LanguageLanguage of Instruction: English
Language Study: Optional
Foreign language study is available. Check the university course catalog.
Courses and credit
Requirements While Abroad
To successfully complete this program:
- Take a full-time course of study: Three courses for a total of 21 quarter/14 semester UC units each semester or 54 University of Otago units per term.
- You may take up to one-third (33%) of your total unit load on a P/NP basis.
- Courses may transfer as lower or upper division to UC.
Current Program Courses
You will finalize your study plans and register for classes after arrival with assistance from UCEAP. In addition to regular university courses, independent study and internships for academic credit are also an option in this program. Before you enroll in courses, you’ll review the calendar, restrictions, and prerequisites for all courses to ensure success.
Catalogs and resources
- University of Otago Course Catalog: Browse courses by subjects related to your major.
- UCEAP Course Catalog: See a list of courses UC students have taken on this program.
- Campus Credit Abroad: Learn the types of credit (major, minor, general education, elective) students from your campus received at this location.
To help you acclimate to New Zealand campus life and culture, there are a few key differences and similarities with UC to be aware of:
- The New Zealand semester is longer and has a slower pace than the UC semester or quarter.
- Students address local lecturers and tutors informally by their first name.
- Similar to UC, the main forms of teaching are lectures (50-500+ students), tutorials (10-25 students), seminars (30+ students; half lecture, half tutorial), and labs/practicals.
- All lectures are recorded—beware of waiting until the last minute to watch them. In New Zealand, students are expected to be independent and show initiative. Instructors won't chase you up if you miss classes or assignments.
- Assignments tend to require heavy research and critical analysis.
- You’ll need to use New Zealand English for assignments.
You will earn direct UC credit and grades for all coursework. Most courses will be assessed by a combination of coursework and a final written exam. Most assessment is due toward the end of the semester. In a semester, it is not uncommon to have your first assignment due in Week 6 and not receive any grades back until Week 8. Finals may be very heavily weighted (40-80% of your final grade). There is usually a study week (called swot vac) between the last week of the semester and the start of the exam period.
Grades for the fall semester are typically available mid-January to mid-February, and grades for the spring semester are typically available mid-August to mid-September.

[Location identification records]
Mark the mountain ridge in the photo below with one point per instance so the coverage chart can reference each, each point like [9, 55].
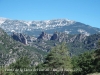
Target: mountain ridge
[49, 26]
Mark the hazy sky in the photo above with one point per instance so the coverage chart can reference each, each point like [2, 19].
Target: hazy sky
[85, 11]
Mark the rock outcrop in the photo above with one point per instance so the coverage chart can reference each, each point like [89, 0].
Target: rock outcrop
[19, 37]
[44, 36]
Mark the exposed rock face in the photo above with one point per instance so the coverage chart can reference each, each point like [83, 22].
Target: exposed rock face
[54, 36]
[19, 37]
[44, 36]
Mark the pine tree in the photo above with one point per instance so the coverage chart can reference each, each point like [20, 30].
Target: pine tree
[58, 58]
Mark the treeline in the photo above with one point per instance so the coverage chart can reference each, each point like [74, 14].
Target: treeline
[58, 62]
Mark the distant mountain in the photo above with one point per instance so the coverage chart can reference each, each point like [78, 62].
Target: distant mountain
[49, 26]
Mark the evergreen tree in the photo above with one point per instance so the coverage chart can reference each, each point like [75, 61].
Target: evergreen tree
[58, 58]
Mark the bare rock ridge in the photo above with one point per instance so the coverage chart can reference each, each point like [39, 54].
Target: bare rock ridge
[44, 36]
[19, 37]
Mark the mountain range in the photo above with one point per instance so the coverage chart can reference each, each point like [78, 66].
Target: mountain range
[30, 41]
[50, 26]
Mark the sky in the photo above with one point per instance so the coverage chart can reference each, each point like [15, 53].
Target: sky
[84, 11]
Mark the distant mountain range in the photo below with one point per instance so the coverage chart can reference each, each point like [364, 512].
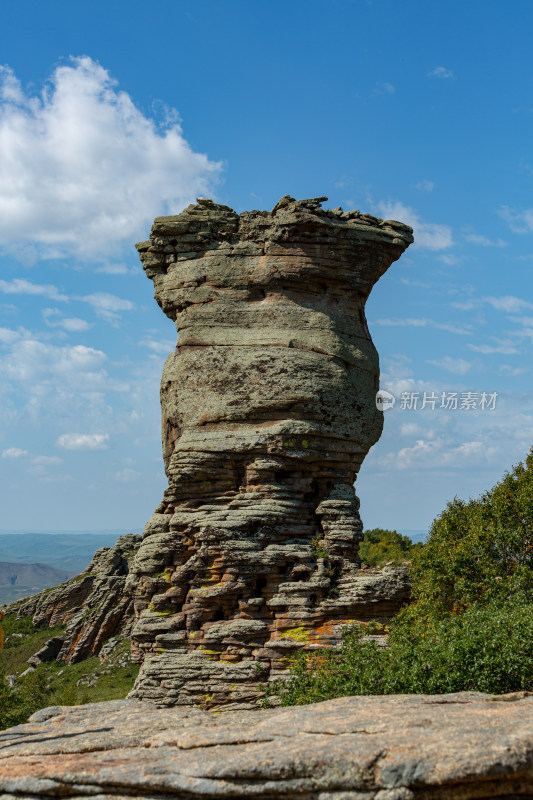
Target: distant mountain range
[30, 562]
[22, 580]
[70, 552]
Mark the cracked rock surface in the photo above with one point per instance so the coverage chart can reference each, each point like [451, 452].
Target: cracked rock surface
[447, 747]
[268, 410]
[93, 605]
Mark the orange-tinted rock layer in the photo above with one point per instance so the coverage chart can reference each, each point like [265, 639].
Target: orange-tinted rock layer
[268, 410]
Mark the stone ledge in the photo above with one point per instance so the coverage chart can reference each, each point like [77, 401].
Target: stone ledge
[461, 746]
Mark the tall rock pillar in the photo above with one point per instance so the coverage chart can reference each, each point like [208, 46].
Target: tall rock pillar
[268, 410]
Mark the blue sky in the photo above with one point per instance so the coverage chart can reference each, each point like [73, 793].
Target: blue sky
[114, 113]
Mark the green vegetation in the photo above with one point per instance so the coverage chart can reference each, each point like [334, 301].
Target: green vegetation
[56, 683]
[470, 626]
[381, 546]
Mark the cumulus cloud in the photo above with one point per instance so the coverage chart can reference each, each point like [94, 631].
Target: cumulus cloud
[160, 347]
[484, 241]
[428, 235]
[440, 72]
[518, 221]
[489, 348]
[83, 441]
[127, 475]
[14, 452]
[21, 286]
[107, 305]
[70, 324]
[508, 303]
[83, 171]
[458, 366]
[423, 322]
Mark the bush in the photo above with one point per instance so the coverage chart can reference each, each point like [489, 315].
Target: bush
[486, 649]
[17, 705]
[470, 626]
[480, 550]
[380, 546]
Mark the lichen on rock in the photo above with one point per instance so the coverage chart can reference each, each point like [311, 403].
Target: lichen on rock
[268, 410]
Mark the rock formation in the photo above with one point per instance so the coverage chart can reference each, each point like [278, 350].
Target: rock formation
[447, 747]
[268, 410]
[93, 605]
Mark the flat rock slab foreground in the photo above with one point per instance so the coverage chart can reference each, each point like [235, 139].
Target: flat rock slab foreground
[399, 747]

...

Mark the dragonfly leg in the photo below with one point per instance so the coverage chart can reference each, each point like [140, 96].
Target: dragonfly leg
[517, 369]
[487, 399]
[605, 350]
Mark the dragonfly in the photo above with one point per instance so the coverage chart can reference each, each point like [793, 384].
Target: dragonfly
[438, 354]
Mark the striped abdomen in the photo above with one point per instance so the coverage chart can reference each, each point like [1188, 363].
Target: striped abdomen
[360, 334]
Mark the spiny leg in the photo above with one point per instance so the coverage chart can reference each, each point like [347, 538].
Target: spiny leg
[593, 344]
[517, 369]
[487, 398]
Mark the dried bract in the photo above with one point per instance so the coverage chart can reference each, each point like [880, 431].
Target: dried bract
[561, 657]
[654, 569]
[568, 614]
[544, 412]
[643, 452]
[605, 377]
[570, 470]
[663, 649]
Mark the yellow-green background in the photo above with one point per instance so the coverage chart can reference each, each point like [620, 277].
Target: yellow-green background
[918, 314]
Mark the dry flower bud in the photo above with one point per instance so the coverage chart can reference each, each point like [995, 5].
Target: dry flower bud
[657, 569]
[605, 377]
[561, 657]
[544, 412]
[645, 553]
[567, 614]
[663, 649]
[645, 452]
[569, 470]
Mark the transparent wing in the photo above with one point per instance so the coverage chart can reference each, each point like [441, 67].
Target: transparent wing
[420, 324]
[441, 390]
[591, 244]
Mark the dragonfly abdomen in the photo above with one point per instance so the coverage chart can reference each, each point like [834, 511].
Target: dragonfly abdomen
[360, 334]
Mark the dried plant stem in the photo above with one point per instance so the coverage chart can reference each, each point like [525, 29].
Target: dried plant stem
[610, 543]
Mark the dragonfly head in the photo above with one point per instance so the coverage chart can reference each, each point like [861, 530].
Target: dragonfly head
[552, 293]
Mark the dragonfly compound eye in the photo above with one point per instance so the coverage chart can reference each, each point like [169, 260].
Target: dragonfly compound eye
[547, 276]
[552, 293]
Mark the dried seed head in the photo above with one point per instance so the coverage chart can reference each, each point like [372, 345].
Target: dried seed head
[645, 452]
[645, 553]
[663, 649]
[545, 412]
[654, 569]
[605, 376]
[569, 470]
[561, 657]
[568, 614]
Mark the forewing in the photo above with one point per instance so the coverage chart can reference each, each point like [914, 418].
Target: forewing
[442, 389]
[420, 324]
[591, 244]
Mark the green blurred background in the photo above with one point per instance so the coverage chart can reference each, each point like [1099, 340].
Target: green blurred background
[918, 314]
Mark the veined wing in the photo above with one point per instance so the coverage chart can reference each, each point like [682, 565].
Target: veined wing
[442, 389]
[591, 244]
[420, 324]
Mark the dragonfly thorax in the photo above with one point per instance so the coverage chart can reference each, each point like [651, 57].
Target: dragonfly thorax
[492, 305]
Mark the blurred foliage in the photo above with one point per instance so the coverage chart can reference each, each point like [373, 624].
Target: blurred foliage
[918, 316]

--

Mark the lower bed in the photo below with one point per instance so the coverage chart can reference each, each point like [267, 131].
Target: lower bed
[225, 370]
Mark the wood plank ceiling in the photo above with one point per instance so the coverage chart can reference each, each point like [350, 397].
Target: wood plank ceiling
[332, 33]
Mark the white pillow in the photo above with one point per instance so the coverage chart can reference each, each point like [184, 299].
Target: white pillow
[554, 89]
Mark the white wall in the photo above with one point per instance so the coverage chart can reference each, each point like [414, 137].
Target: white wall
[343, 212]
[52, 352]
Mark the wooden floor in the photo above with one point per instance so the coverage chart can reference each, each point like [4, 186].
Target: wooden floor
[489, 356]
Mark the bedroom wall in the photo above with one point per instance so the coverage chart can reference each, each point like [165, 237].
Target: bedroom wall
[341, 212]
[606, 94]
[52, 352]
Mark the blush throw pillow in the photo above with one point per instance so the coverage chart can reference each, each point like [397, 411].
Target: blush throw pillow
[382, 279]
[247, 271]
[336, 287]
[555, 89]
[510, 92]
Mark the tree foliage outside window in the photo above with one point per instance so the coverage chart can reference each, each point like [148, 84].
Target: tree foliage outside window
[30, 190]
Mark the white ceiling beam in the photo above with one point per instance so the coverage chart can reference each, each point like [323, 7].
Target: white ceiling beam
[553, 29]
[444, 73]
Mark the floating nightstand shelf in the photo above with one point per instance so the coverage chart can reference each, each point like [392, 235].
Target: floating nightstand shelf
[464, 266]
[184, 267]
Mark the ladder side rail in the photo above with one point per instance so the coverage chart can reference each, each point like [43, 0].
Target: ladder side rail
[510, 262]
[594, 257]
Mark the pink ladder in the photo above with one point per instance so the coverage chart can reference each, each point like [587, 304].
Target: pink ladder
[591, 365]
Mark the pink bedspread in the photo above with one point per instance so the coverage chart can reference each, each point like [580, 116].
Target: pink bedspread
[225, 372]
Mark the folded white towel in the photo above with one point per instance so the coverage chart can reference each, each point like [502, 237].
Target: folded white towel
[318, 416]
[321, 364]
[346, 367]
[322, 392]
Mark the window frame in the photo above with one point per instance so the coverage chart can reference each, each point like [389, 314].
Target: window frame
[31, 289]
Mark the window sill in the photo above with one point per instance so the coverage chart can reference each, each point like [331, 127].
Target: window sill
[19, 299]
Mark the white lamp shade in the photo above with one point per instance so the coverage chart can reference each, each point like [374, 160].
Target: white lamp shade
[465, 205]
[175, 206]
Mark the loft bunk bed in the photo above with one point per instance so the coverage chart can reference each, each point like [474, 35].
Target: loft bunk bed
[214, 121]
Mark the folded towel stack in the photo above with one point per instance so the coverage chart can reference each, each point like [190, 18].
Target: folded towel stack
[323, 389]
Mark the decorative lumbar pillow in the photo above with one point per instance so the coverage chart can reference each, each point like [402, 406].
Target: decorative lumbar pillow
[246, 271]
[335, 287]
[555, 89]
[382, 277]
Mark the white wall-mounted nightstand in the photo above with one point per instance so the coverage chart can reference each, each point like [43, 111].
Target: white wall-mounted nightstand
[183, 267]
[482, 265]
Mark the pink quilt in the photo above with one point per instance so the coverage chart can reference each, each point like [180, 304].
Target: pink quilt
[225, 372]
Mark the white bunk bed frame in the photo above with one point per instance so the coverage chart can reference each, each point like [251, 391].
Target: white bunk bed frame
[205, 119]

§ What this exercise asks:
1. Copy the passage in the Otago program description starting with "- You may take" and going on through "to ensure success.".
2. In the Otago program description, why do students review the calendar, restrictions, and prerequisites for all courses before enrolling? Answer in one to three sentences.

§ Responses:
1.
- You may take up to one-third (33%) of your total unit load on a P/NP basis.
- Courses may transfer as lower or upper division to UC.
Current Program Courses
You will finalize your study plans and register for classes after arrival with assistance from UCEAP. In addition to regular university courses, independent study and internships for academic credit are also an option in this program. Before you enroll in courses, you’ll review the calendar, restrictions, and prerequisites for all courses to ensure success.

2. Students review the calendar, restrictions, and prerequisites before enrolling to ensure success. This review comes before they register for classes after arrival.